**ASSIGNMENT**
Among the entries below, extract exactly the lines that run from the one with "target | orange leg" through the one with "target | chair seat cushion", both ends included.

**Collected data**
_ _ _ _

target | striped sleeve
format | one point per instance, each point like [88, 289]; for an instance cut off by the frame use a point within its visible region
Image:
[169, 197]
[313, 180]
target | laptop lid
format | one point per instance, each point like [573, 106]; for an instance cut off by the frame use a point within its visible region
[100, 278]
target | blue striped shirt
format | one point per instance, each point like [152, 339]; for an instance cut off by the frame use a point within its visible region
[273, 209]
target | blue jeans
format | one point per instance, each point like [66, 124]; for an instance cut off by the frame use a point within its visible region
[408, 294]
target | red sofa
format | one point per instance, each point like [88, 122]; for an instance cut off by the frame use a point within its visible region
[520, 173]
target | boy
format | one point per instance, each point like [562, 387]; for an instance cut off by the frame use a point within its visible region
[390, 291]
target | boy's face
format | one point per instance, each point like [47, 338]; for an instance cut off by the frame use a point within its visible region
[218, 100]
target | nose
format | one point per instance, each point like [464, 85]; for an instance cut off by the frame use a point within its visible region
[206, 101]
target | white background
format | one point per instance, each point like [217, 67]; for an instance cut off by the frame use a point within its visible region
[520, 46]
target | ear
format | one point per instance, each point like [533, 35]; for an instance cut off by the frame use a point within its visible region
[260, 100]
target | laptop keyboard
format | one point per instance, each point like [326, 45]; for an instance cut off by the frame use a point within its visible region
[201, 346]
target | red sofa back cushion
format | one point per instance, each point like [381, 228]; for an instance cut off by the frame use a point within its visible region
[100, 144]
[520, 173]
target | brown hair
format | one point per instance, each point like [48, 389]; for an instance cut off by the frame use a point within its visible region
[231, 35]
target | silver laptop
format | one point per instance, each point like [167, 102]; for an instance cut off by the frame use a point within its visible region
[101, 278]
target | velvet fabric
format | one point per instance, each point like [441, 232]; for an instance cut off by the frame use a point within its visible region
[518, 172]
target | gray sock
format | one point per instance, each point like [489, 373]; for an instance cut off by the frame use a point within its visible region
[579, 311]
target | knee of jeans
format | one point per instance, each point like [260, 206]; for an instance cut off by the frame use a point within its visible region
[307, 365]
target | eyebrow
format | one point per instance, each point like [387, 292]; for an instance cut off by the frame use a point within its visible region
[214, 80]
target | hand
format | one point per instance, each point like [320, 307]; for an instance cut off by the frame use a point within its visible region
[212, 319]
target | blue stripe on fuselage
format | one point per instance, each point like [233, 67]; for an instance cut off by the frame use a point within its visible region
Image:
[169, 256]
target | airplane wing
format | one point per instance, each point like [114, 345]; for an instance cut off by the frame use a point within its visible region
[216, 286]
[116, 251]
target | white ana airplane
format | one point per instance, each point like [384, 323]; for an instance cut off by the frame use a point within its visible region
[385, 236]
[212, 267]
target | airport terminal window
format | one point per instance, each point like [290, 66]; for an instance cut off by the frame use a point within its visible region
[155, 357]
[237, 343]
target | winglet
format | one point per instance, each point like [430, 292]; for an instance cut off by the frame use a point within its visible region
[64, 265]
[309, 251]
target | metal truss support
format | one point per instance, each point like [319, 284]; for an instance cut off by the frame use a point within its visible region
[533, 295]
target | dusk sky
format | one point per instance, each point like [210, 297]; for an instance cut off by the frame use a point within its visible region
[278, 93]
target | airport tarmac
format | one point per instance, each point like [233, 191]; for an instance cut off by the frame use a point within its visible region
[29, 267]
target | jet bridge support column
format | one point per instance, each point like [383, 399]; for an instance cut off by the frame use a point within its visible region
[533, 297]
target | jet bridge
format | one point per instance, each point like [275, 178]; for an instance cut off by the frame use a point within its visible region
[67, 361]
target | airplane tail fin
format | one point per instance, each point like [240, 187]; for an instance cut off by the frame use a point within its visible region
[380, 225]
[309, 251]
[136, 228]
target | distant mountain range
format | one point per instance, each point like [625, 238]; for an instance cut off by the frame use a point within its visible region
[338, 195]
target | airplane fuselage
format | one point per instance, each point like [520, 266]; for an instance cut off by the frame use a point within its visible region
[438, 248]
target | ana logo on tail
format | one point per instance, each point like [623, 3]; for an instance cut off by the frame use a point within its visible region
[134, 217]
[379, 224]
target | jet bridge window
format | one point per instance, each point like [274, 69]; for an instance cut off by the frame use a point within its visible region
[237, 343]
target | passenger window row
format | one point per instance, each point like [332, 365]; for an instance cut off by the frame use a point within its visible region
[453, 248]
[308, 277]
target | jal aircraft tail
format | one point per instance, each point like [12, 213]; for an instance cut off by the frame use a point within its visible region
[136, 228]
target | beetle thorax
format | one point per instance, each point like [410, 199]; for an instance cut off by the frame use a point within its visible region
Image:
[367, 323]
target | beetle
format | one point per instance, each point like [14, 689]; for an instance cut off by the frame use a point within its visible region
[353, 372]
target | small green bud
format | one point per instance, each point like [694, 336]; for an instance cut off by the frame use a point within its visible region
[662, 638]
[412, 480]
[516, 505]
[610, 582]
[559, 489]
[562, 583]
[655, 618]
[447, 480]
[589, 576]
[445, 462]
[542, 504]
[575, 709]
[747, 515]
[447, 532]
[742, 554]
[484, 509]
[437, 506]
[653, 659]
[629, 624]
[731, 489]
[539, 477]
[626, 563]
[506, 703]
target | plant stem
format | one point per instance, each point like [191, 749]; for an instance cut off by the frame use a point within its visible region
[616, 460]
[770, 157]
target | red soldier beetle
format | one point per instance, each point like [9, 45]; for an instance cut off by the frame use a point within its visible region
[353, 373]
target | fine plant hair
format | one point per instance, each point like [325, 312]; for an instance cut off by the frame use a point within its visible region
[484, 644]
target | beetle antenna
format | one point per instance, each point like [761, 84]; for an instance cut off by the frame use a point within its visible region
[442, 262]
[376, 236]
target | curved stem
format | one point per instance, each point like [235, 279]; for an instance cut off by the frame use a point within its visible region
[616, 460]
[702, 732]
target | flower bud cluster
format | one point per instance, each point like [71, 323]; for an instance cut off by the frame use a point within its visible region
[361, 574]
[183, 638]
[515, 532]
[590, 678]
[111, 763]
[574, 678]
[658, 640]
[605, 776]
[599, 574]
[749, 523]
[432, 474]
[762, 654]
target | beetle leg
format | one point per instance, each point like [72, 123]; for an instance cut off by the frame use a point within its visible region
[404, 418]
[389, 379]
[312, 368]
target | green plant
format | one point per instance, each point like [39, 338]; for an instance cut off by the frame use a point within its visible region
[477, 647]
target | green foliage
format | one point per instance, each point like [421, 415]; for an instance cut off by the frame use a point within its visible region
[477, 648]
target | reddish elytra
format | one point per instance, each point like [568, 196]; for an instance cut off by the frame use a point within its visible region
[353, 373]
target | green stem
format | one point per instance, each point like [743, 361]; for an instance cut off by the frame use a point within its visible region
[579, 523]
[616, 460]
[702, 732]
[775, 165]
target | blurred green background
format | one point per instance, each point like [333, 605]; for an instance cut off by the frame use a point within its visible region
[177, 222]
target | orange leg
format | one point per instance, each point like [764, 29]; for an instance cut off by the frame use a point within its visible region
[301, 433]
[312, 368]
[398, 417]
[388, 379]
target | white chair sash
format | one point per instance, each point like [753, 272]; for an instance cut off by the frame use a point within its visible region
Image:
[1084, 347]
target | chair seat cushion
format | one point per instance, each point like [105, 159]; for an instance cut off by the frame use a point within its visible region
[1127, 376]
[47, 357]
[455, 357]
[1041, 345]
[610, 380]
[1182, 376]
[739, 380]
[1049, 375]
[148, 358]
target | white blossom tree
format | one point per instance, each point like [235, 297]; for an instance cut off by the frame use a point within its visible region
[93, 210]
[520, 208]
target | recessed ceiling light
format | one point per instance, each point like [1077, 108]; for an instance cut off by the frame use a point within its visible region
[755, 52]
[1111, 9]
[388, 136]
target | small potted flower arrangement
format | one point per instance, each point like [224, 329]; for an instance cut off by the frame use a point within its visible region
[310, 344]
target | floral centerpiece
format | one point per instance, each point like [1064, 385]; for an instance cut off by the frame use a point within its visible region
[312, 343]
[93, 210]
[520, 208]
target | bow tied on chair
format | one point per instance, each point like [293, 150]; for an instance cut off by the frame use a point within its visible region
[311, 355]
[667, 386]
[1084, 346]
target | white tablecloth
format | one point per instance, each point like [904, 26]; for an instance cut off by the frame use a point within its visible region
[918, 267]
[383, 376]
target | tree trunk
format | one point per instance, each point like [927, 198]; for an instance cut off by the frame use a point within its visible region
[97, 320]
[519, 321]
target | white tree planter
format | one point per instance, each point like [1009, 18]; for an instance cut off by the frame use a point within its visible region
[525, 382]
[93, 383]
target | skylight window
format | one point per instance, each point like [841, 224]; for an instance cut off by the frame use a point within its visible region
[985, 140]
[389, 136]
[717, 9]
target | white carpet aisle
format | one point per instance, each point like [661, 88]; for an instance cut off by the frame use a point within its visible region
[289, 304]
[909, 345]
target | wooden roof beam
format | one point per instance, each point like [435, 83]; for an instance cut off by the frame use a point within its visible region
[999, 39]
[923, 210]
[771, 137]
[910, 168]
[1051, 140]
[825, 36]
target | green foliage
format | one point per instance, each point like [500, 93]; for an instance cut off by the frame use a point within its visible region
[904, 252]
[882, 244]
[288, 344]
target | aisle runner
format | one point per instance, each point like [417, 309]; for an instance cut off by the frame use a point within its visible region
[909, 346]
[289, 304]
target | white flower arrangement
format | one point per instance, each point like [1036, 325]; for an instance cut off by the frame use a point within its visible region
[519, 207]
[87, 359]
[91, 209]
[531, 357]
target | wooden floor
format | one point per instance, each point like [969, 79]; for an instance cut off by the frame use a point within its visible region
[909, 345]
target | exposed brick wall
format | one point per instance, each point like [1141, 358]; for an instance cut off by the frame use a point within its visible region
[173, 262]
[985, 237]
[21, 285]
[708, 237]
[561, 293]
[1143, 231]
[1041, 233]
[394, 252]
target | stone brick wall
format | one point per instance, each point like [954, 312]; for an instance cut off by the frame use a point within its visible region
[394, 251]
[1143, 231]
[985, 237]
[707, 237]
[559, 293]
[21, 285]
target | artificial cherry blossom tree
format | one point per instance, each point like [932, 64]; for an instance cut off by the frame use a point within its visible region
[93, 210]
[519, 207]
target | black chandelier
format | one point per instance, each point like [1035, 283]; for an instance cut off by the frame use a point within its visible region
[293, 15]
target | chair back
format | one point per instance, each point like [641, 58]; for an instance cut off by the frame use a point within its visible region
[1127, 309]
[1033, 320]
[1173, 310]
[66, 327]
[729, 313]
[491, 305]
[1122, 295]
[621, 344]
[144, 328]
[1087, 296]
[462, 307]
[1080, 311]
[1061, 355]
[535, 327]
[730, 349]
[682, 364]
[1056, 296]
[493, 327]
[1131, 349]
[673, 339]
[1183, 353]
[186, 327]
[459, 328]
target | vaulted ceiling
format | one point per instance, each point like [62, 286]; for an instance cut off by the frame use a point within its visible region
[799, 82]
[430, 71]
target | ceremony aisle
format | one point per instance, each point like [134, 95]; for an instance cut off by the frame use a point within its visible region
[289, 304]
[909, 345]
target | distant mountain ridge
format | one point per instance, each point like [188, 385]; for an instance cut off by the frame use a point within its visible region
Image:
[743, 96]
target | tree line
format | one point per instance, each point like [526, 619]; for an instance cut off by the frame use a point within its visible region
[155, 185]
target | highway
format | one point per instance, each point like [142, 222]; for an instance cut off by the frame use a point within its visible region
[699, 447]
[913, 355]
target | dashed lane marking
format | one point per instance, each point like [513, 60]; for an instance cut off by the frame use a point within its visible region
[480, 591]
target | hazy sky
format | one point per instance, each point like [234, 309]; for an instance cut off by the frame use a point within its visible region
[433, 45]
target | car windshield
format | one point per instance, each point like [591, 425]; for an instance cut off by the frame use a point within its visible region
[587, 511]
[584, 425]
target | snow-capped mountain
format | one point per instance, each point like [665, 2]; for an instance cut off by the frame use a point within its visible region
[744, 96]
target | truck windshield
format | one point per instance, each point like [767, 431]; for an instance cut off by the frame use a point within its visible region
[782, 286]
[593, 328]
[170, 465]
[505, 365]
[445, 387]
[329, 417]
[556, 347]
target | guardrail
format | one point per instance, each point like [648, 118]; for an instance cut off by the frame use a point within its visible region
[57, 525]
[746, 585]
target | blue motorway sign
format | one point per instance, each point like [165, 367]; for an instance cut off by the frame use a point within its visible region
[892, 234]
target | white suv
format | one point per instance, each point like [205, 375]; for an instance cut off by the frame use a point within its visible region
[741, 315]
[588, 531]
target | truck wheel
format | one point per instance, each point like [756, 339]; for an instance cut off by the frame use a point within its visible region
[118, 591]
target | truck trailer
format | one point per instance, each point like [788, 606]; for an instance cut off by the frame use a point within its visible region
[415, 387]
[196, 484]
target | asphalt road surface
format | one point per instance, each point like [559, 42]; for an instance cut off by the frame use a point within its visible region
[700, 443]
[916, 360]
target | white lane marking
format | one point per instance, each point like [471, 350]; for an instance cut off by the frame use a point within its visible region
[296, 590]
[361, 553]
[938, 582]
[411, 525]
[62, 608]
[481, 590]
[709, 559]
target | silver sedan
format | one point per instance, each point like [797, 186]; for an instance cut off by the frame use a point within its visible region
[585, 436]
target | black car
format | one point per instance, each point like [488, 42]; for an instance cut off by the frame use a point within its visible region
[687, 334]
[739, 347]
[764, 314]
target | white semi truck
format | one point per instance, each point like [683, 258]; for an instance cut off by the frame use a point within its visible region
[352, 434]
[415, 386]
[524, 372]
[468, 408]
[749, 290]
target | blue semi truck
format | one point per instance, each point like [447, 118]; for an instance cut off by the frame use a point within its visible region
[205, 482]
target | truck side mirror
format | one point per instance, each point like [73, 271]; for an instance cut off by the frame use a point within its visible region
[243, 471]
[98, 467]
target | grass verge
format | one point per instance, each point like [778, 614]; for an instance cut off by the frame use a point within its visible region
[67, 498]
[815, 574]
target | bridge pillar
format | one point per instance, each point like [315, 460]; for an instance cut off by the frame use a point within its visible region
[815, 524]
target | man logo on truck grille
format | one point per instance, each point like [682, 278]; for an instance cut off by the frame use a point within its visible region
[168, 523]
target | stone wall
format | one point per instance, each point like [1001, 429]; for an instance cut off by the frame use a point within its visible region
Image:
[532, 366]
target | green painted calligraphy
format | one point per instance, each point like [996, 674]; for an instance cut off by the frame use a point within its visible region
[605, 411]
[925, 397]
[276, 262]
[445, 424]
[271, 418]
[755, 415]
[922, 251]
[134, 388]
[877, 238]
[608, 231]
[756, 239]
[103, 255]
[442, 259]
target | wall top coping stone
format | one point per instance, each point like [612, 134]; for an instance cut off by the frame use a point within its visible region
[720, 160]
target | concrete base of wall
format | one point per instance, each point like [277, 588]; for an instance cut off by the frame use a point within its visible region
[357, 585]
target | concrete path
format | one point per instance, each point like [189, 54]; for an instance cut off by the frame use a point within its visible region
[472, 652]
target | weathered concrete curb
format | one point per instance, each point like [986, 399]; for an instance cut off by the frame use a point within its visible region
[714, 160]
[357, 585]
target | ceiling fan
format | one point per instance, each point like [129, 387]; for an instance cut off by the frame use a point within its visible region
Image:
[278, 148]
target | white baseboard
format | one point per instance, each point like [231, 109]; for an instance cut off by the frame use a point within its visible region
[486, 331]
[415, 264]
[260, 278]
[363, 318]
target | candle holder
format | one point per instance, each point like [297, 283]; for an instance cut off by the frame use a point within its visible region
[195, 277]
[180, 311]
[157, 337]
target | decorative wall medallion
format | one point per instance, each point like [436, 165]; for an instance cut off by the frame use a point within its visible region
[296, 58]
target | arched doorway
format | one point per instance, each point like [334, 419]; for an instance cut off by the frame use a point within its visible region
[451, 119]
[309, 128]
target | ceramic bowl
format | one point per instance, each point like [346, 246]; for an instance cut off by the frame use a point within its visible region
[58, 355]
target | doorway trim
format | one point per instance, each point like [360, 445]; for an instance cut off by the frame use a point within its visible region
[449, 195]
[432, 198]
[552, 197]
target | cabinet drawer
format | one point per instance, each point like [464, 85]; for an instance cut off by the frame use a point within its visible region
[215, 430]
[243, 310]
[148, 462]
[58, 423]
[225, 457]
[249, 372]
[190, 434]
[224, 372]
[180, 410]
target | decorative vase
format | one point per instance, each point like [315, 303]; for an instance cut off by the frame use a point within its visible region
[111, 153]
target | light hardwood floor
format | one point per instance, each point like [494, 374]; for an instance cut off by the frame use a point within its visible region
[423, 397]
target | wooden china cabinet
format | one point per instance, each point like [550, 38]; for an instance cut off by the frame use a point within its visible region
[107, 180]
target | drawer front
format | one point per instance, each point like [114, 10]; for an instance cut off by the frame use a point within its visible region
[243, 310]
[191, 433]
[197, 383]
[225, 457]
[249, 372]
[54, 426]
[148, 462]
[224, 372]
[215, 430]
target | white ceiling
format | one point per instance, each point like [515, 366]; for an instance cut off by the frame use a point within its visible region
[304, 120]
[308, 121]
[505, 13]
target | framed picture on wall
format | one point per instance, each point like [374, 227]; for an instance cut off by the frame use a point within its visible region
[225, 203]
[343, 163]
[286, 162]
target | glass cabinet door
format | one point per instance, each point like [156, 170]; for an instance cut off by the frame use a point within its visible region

_ _ _ _

**SOLUTION TO THIS EXERCISE**
target | orange leg
format | one point per instance, each point like [764, 29]; for an instance cut off by the frame use a point within its visible region
[301, 433]
[312, 368]
[398, 417]
[388, 379]
target | white chair sash
format | one point per instance, each point like [753, 272]; for an instance cut off by the frame use a point within its visible region
Image:
[1084, 347]
target | chair seat cushion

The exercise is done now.